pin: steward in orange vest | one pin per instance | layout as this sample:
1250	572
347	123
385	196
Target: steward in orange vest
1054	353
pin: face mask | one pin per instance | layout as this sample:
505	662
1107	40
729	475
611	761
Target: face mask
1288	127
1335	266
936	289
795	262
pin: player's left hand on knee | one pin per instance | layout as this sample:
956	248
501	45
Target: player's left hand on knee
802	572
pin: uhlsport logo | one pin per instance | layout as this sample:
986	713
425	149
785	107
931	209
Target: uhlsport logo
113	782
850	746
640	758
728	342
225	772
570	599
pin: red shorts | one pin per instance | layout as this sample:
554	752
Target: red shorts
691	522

# # # #

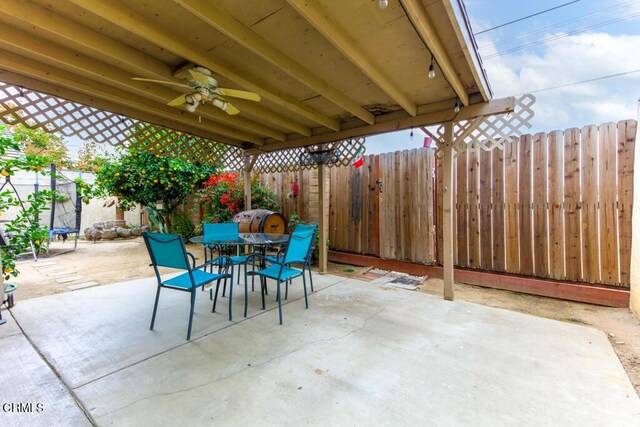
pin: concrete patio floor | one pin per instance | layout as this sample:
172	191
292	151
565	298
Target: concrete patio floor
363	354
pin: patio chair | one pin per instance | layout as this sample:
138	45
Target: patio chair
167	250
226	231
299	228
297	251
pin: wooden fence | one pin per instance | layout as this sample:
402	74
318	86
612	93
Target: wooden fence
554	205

# # # #

### Activity:
From the listing above, copy all lines holding the word "this".

### Answer to the problem:
pin: steward in orange vest | one pin per instance | layout as this sample:
pin: face mask | one pin per instance | layout as this sample:
pin: player's left hand on knee | one pin per instance | layout as this sample:
pin: uhlsport logo | one pin per instance | layout as this sample:
pin: red shorts | one pin per instance | layout as this sample:
pin: concrete patio floor | one pin per instance | layout as this sample:
pin: patio chair | one pin per instance | layout as this sample:
pin: wooden fence | one pin per instance | layout as this sample:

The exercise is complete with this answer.